┏━━

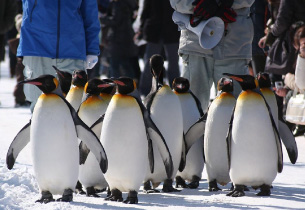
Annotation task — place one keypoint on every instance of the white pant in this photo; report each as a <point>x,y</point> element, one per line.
<point>203,71</point>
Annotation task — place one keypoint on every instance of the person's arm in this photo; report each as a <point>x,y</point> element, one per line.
<point>89,12</point>
<point>8,21</point>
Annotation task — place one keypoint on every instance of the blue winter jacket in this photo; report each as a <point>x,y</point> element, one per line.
<point>59,29</point>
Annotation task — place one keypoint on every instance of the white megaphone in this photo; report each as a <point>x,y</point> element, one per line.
<point>209,32</point>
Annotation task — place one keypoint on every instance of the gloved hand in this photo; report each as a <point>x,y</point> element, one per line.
<point>91,60</point>
<point>226,14</point>
<point>204,9</point>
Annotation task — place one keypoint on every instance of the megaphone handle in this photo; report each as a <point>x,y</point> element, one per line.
<point>194,22</point>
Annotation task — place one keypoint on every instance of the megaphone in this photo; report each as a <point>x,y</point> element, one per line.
<point>209,32</point>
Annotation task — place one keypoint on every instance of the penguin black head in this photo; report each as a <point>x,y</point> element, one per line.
<point>157,68</point>
<point>263,80</point>
<point>125,85</point>
<point>225,85</point>
<point>46,83</point>
<point>247,82</point>
<point>79,78</point>
<point>181,85</point>
<point>65,79</point>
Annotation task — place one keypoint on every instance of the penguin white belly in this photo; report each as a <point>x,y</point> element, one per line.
<point>194,159</point>
<point>75,96</point>
<point>253,146</point>
<point>54,145</point>
<point>124,139</point>
<point>166,113</point>
<point>215,146</point>
<point>90,173</point>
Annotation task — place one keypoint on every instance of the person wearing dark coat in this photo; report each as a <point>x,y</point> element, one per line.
<point>119,44</point>
<point>159,30</point>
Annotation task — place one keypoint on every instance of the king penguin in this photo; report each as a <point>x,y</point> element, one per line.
<point>216,127</point>
<point>90,174</point>
<point>126,131</point>
<point>166,112</point>
<point>76,93</point>
<point>53,132</point>
<point>284,131</point>
<point>191,111</point>
<point>253,143</point>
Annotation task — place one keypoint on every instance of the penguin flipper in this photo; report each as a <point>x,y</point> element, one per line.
<point>85,134</point>
<point>195,132</point>
<point>19,142</point>
<point>289,141</point>
<point>183,155</point>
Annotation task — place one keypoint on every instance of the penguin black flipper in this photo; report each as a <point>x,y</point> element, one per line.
<point>19,142</point>
<point>195,132</point>
<point>85,134</point>
<point>289,141</point>
<point>183,155</point>
<point>155,135</point>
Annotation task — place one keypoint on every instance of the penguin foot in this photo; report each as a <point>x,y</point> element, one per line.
<point>46,197</point>
<point>132,198</point>
<point>194,183</point>
<point>91,192</point>
<point>265,191</point>
<point>79,189</point>
<point>67,196</point>
<point>213,187</point>
<point>116,195</point>
<point>168,186</point>
<point>180,182</point>
<point>237,192</point>
<point>148,189</point>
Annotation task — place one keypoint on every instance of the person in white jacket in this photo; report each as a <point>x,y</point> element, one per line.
<point>232,54</point>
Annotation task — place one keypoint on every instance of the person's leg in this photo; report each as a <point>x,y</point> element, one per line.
<point>236,66</point>
<point>146,77</point>
<point>198,70</point>
<point>173,71</point>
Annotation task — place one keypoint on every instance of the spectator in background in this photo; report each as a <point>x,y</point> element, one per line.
<point>159,31</point>
<point>63,34</point>
<point>118,43</point>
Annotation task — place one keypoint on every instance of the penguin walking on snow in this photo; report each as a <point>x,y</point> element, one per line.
<point>284,131</point>
<point>53,132</point>
<point>90,174</point>
<point>165,110</point>
<point>254,147</point>
<point>126,131</point>
<point>216,127</point>
<point>191,111</point>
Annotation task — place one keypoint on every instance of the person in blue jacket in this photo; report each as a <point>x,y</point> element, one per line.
<point>57,33</point>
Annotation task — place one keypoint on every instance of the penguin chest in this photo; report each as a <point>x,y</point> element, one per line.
<point>124,139</point>
<point>253,146</point>
<point>54,145</point>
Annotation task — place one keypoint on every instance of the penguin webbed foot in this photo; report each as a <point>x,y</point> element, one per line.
<point>116,195</point>
<point>132,198</point>
<point>67,196</point>
<point>46,197</point>
<point>213,187</point>
<point>264,190</point>
<point>168,186</point>
<point>238,191</point>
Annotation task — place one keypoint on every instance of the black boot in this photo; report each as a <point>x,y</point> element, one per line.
<point>132,197</point>
<point>46,197</point>
<point>67,196</point>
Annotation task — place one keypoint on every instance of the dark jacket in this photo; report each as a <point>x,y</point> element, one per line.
<point>8,11</point>
<point>157,23</point>
<point>119,32</point>
<point>59,29</point>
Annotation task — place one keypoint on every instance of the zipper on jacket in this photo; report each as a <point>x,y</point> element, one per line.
<point>33,10</point>
<point>58,29</point>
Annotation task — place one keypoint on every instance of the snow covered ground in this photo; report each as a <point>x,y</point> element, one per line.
<point>19,190</point>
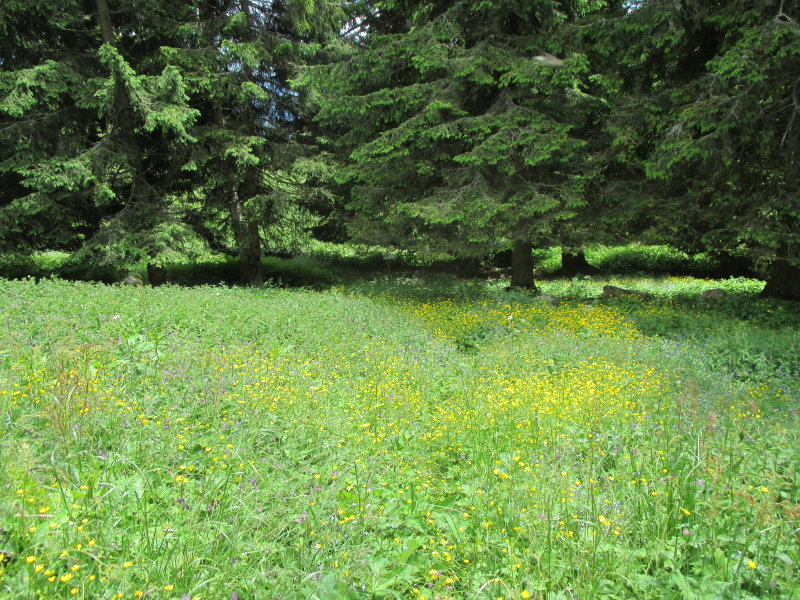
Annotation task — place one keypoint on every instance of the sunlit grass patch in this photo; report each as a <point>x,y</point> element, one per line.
<point>261,443</point>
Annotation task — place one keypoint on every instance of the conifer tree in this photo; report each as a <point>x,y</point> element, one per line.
<point>462,125</point>
<point>90,113</point>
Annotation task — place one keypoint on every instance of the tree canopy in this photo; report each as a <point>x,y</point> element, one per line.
<point>454,128</point>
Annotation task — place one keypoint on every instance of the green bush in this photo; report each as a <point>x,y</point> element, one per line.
<point>289,272</point>
<point>17,266</point>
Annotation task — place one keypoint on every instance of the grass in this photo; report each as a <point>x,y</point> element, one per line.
<point>399,438</point>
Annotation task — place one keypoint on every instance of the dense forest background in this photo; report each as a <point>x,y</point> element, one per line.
<point>134,130</point>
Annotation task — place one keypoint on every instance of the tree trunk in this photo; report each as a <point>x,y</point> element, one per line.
<point>156,275</point>
<point>247,238</point>
<point>783,282</point>
<point>574,263</point>
<point>123,111</point>
<point>467,268</point>
<point>522,266</point>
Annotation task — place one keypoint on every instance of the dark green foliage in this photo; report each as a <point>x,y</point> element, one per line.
<point>293,272</point>
<point>457,137</point>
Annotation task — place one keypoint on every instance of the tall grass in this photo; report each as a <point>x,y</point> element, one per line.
<point>395,439</point>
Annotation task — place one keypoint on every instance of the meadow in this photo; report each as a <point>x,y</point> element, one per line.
<point>417,437</point>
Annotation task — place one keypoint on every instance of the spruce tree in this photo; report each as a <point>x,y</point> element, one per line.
<point>89,113</point>
<point>462,126</point>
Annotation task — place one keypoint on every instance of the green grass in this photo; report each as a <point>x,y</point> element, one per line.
<point>397,438</point>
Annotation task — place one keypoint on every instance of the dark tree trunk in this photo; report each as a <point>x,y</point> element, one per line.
<point>156,275</point>
<point>783,282</point>
<point>522,266</point>
<point>466,268</point>
<point>248,242</point>
<point>574,263</point>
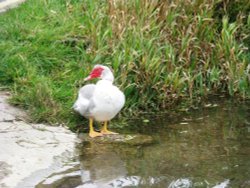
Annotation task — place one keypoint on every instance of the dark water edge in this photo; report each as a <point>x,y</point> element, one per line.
<point>204,147</point>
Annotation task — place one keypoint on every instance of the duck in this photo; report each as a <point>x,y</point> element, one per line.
<point>99,102</point>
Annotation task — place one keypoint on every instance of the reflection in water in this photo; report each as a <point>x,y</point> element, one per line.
<point>208,147</point>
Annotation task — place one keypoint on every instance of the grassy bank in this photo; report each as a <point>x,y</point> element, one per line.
<point>161,53</point>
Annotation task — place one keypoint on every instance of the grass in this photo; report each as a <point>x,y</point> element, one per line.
<point>161,53</point>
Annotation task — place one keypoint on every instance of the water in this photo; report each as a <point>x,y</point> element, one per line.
<point>206,147</point>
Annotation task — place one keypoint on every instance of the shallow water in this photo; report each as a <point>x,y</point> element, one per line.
<point>206,147</point>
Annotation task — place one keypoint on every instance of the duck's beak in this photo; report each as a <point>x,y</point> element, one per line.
<point>88,78</point>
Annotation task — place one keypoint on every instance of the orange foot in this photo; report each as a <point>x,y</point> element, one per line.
<point>94,134</point>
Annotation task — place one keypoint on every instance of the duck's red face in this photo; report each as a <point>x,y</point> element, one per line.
<point>95,73</point>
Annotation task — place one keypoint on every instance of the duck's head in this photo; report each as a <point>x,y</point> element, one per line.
<point>102,72</point>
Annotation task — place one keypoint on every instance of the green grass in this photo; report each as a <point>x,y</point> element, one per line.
<point>161,53</point>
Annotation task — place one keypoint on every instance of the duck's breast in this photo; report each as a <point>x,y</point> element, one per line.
<point>108,100</point>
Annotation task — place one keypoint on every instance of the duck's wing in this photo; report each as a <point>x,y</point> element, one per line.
<point>84,102</point>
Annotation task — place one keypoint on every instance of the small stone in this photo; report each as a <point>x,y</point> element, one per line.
<point>129,139</point>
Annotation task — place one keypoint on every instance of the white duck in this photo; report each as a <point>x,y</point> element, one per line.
<point>100,101</point>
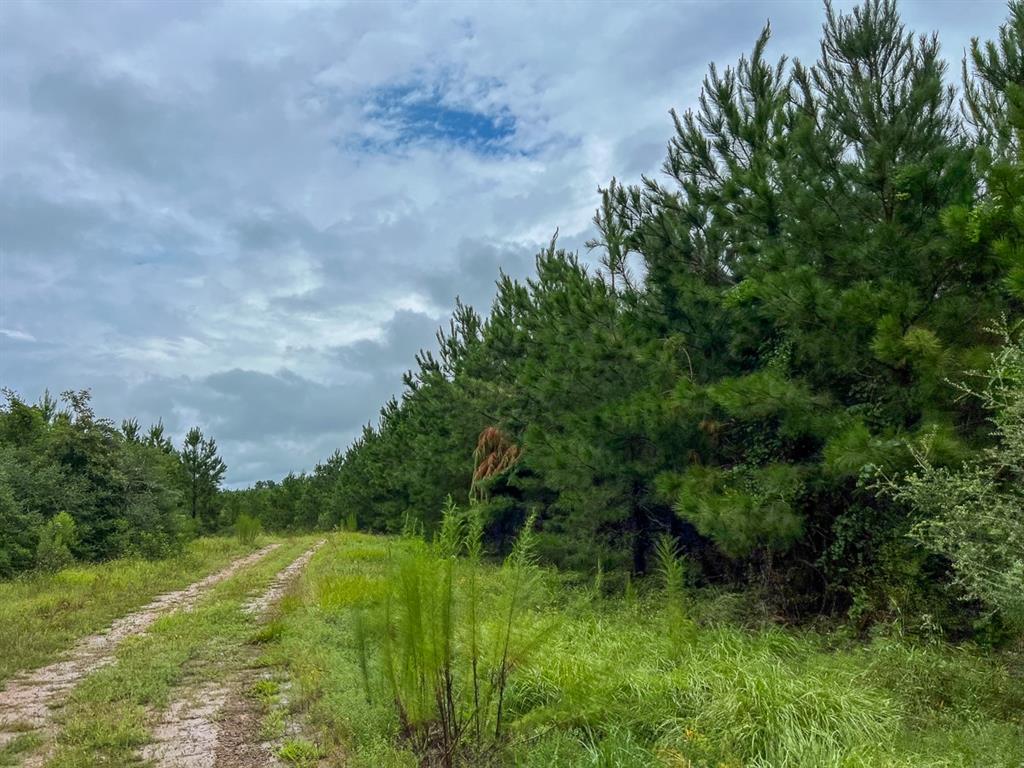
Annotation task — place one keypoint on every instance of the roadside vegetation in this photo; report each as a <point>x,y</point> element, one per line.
<point>742,488</point>
<point>44,613</point>
<point>605,674</point>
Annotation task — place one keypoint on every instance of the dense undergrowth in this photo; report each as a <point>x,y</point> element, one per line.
<point>604,674</point>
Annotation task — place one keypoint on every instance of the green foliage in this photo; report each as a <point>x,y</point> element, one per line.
<point>772,322</point>
<point>975,514</point>
<point>55,542</point>
<point>204,470</point>
<point>612,688</point>
<point>123,491</point>
<point>445,670</point>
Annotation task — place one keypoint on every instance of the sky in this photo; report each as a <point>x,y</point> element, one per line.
<point>250,216</point>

┗━━

- _課題_: 項目の先頭から「<point>90,173</point>」を含む行までを、「megaphone」を「loudspeaker」に置き換え、ほかは一切変えずにもう一度書いてください。画像は含めないでください。

- _解答_:
Annotation task — place one keypoint on every instance of the white pant in this photo; report each as a <point>x,y</point> element, one per line.
<point>203,71</point>
Annotation task — place one keypoint on every instance of the person's arm in this photo; report each as a <point>x,y</point> element, one per line.
<point>89,12</point>
<point>8,21</point>
Annotation task — place one keypoint on every instance of the blue winter jacket in this photo; report each as a <point>x,y</point> element, one per line.
<point>59,29</point>
Annotation task — place one keypoint on every instance of the white loudspeaker in this photo; report each as a <point>x,y</point> element, one per line.
<point>209,32</point>
Annotation task — place one keypoint on every instance of the gloved hand in this photo; report each as a <point>x,y</point> element, one per line.
<point>91,60</point>
<point>226,14</point>
<point>204,9</point>
Annotation task — place one keypoint on every instance of the loudspeaker handle in this photo; report each as a <point>x,y</point> element, one per line.
<point>194,22</point>
Annotation task — place one keypoint on every instance of the loudspeaker in this photo; report each as a <point>x,y</point> element, one per line.
<point>209,32</point>
Annotation task — place one keypoint on every instance of the penguin black head in this photo; report each as a <point>x,y</point> element, one per line.
<point>157,68</point>
<point>263,80</point>
<point>125,85</point>
<point>225,85</point>
<point>46,83</point>
<point>247,82</point>
<point>79,78</point>
<point>181,85</point>
<point>65,79</point>
Annotation task — place one keypoint on every instance of the penguin white belly in this photo; report each as a <point>x,y</point> element, one per line.
<point>194,159</point>
<point>75,96</point>
<point>253,146</point>
<point>54,145</point>
<point>124,139</point>
<point>166,113</point>
<point>215,146</point>
<point>90,173</point>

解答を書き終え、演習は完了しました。